** START DOCUMENT TEXT **

Supposing you made your own install of ABINIT, the input files to run the examples
are in the *~abinit/tests/* directory where *~abinit* is the absolute path of the abinit top-level directory.
If you have NOT made your own install, ask your system administrator where to find the package, especially the executable and test files.

To execute the tutorials, create a working directory (`Work*`

) and
copy there the input files and the *files* file of the lesson. This will be explicitly mentioned in the first lessons,
that will tell you more about the *files* file (see also section 1.1).
The *files* file ending with *_x* (e.g. *tbase1_x.files*) **must be edited** every time you start to use a new input file.

Most of the tutorials do not rely on parallelism (except specific tutorials on parallelism). However you can run most of the tutorial examples in parallel, see the topic on parallelism.

In case you work on your own PC or workstation, to make things easier, we suggest you define some handy environment variables by executing the following lines in the terminal:

export ABI_HOME=Replace_with_the_absolute_path_to_the_abinit_top_level_dir export PATH=$ABI_HOME/src/98_main/:$PATH export ABI_TESTS=$ABI_HOME/tests/ export ABI_PSPDIR=$ABI_TESTS/Psps_for_tests/ # Pseudopotentials used in examples.

** END DOCUMENT TEXT **

▸ **CHALLENGE 1**
Name every environment variable that the export commands in the ABINIT tutorial text set.
The ABINIT tutorial text and the records have nothing to do with each other.

** START SUPPLIED INFORMATION **

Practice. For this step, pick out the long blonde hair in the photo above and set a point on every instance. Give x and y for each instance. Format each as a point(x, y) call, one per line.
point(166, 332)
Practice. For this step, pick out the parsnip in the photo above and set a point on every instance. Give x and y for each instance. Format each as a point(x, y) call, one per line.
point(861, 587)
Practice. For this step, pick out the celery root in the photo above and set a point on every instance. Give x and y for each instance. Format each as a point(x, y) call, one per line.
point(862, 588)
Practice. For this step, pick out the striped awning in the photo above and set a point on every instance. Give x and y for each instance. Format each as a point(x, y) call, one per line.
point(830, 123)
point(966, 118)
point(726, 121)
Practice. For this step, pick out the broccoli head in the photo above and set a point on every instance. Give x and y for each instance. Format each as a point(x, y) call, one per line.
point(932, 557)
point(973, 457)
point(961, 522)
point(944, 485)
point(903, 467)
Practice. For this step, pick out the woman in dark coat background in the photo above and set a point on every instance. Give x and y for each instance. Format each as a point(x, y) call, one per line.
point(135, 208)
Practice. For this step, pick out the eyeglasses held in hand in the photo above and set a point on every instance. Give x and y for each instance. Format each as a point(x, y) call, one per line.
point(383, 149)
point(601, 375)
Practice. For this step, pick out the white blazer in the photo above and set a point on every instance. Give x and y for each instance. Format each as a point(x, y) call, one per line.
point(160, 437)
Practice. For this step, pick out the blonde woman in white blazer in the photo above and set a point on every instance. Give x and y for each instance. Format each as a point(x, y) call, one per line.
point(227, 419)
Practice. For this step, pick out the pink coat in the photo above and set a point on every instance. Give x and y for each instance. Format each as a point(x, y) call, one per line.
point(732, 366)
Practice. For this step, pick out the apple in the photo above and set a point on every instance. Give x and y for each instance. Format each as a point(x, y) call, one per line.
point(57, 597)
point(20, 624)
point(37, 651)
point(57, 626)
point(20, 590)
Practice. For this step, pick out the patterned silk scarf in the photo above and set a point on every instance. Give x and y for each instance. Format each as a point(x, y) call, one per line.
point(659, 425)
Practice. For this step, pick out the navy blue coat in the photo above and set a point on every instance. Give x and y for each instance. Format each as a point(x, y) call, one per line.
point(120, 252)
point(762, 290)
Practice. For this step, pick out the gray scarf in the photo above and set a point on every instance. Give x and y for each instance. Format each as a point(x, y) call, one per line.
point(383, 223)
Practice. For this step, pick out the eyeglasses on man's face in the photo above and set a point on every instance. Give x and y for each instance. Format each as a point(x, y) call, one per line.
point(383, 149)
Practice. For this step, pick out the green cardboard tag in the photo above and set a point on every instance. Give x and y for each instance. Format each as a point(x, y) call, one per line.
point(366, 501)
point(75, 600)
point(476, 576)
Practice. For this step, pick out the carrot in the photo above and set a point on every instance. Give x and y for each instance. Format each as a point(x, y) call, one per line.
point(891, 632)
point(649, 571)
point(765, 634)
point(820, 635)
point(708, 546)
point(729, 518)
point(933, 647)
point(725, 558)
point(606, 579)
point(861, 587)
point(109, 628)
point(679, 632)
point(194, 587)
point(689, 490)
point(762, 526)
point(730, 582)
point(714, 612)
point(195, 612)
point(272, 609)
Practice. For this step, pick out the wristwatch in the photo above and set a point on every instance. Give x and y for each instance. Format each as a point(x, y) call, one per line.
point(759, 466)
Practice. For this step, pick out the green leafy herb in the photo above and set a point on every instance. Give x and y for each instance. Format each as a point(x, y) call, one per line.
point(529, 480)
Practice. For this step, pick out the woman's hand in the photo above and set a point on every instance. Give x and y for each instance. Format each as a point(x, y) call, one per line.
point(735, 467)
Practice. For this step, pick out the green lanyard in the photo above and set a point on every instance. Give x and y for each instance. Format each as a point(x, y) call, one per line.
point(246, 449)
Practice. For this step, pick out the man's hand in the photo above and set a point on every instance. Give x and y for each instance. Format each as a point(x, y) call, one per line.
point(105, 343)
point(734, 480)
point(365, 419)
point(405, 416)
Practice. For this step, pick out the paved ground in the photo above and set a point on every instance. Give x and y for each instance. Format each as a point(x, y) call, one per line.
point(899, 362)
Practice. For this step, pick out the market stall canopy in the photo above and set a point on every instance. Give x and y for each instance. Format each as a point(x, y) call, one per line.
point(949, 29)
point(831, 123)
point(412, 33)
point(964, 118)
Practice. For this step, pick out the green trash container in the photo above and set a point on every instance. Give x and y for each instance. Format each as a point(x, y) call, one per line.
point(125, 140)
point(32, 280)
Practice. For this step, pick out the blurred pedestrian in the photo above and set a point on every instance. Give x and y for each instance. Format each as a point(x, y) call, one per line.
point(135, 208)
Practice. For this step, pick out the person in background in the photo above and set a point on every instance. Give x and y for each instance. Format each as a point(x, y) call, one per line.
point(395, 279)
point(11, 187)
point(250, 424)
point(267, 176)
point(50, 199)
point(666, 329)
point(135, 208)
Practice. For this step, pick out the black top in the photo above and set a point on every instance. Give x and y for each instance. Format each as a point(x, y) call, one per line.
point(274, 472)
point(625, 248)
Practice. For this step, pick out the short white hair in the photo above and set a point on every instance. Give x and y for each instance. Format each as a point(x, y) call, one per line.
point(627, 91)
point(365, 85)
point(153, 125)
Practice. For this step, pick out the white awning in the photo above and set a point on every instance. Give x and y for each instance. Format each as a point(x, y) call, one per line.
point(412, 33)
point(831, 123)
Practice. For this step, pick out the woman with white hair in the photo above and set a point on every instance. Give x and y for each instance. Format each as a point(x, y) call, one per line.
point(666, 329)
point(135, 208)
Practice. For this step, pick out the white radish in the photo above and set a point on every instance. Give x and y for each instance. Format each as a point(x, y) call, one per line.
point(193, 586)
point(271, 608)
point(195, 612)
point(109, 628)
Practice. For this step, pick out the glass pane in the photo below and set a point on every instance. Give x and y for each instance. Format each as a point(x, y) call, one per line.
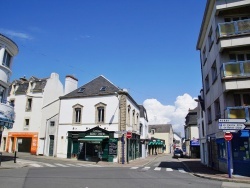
point(237, 113)
point(232, 69)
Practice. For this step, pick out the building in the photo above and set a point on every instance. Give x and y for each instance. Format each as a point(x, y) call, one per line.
point(224, 45)
point(36, 104)
point(144, 135)
point(162, 137)
point(8, 49)
point(192, 143)
point(95, 121)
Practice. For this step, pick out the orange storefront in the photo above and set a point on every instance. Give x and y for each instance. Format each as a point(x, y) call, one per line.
point(15, 139)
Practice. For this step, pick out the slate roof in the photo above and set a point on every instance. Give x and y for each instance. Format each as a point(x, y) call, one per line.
point(160, 128)
point(93, 88)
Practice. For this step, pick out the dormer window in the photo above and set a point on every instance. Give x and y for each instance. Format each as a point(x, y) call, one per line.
point(103, 88)
point(81, 90)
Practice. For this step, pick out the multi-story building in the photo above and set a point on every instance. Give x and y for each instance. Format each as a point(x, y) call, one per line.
point(8, 49)
point(94, 121)
point(161, 138)
point(224, 44)
point(191, 130)
point(36, 102)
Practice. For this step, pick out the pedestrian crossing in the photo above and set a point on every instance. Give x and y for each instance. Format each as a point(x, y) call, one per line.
point(158, 169)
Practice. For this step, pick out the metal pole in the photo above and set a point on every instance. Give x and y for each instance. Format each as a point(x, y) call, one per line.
point(15, 157)
point(228, 159)
point(123, 149)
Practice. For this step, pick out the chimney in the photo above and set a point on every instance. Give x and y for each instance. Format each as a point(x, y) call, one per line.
point(70, 84)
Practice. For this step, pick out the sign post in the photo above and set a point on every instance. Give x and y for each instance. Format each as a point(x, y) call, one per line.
point(228, 137)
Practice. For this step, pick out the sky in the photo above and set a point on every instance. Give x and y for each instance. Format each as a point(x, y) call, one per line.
point(145, 46)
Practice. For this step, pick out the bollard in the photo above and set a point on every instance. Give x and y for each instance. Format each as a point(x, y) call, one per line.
point(15, 157)
point(1, 154)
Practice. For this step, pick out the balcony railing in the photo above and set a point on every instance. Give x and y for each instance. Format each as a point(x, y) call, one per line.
point(239, 112)
point(233, 28)
point(235, 69)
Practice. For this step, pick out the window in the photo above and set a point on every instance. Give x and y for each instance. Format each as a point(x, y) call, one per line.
point(100, 113)
point(29, 104)
point(77, 113)
point(26, 124)
point(209, 115)
point(210, 38)
point(217, 109)
point(6, 59)
point(52, 123)
point(207, 83)
point(214, 72)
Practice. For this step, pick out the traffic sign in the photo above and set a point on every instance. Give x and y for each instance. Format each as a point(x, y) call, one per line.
point(129, 135)
point(232, 126)
point(232, 120)
point(228, 136)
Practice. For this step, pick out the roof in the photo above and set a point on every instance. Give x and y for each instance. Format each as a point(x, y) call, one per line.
point(161, 128)
point(96, 87)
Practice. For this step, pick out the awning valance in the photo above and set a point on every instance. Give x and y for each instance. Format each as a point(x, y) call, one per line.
point(94, 139)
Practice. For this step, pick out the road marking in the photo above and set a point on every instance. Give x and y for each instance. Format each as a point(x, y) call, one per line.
point(157, 169)
point(35, 165)
point(181, 170)
point(58, 164)
point(134, 167)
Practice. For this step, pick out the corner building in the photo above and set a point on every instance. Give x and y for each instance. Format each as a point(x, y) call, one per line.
point(224, 45)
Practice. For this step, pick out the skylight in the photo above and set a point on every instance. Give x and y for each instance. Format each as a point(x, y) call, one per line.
point(81, 90)
point(103, 88)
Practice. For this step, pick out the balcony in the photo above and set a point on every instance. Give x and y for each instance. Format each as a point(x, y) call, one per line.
point(239, 112)
point(7, 115)
point(233, 28)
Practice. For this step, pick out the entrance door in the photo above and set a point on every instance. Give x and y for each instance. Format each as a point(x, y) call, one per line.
point(51, 145)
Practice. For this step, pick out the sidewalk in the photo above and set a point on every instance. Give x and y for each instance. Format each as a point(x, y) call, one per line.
point(194, 166)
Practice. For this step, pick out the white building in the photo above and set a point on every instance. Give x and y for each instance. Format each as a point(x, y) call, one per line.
point(36, 104)
point(8, 49)
point(93, 122)
point(224, 44)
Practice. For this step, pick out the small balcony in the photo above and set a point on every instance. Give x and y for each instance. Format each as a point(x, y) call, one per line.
point(233, 28)
point(235, 69)
point(7, 114)
point(239, 112)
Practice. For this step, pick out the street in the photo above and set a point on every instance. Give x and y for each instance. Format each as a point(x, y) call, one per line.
point(162, 172)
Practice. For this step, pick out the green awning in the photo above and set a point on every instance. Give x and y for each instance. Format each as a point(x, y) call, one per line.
point(94, 139)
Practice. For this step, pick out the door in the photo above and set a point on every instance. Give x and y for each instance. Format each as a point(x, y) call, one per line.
point(51, 145)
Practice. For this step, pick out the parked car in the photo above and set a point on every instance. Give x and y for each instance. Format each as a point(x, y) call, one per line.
point(178, 153)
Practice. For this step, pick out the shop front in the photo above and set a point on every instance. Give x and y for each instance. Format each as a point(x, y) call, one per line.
point(92, 145)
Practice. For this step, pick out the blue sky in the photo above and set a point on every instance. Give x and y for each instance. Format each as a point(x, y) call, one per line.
point(146, 46)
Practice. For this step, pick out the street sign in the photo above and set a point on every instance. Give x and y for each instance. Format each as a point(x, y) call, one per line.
point(232, 120)
point(129, 135)
point(228, 136)
point(232, 126)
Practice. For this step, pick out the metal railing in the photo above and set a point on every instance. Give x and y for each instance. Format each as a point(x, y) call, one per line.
point(233, 28)
point(235, 69)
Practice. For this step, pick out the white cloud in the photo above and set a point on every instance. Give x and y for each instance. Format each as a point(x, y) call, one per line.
point(172, 114)
point(15, 34)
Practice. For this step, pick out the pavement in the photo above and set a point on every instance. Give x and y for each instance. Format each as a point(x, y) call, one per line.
point(195, 167)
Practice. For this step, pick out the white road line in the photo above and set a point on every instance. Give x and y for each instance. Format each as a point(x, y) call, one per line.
point(49, 165)
point(35, 165)
point(58, 164)
point(157, 168)
point(181, 170)
point(134, 167)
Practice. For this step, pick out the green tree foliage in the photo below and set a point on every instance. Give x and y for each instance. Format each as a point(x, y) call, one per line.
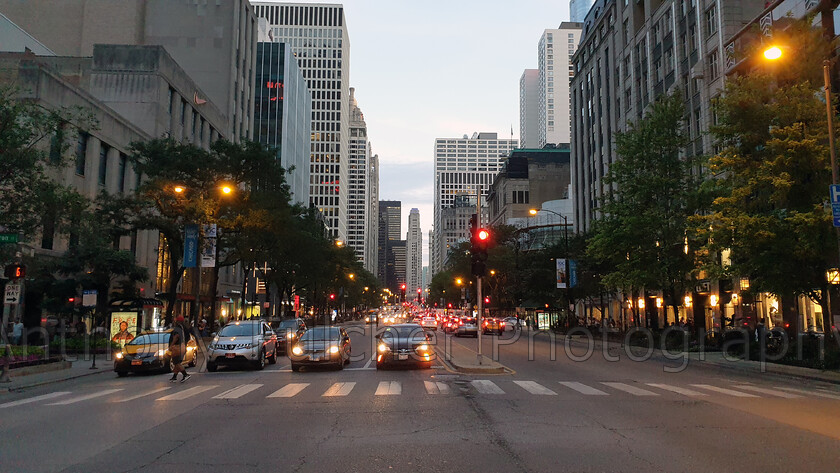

** END SUPPLIED INFORMATION **

▸ **CHALLENGE 2**
Please format the records from the line with "Practice. For this step, pick out the blonde" to the line with "point(476, 576)", both included, as a JSON list of strings with one string per line and no blank lines.

▸ **EXPECTED ANSWER 1**
ABI_HOME, PATH, ABI_TESTS, ABI_PSPDIR

▸ **EXPECTED ANSWER 2**
[
  "Practice. For this step, pick out the blonde woman in white blazer in the photo above and set a point on every instance. Give x and y for each instance. Format each as a point(x, y) call, one per line.",
  "point(227, 419)",
  "Practice. For this step, pick out the pink coat in the photo above and set a point on every instance. Give x and y for each instance. Format each as a point(x, y) call, one per line.",
  "point(732, 366)",
  "Practice. For this step, pick out the apple in the photo above and set a point on every instance. Give x and y for each instance. Format each as a point(x, y) call, one per line.",
  "point(57, 597)",
  "point(20, 624)",
  "point(37, 651)",
  "point(57, 626)",
  "point(20, 590)",
  "Practice. For this step, pick out the patterned silk scarf in the photo above and set a point on every instance. Give x and y for each instance. Format each as a point(x, y) call, one per line.",
  "point(659, 425)",
  "Practice. For this step, pick out the navy blue coat in the photo above and set a point on every instance. Give x and y for each instance. Format each as a point(x, y) call, one per line.",
  "point(120, 252)",
  "point(762, 290)",
  "Practice. For this step, pick out the gray scarf in the photo above and set a point on every instance. Give x and y for each instance. Format each as a point(x, y) call, one per line.",
  "point(383, 223)",
  "Practice. For this step, pick out the eyeglasses on man's face in the photo above and set a point on every instance. Give x and y for each instance. Format each as a point(x, y) call, one per line.",
  "point(383, 149)",
  "Practice. For this step, pick out the green cardboard tag in the photo above and set a point on every instance. Give x and y for each instance. Format each as a point(x, y) call, one per line.",
  "point(366, 501)",
  "point(75, 600)",
  "point(476, 576)"
]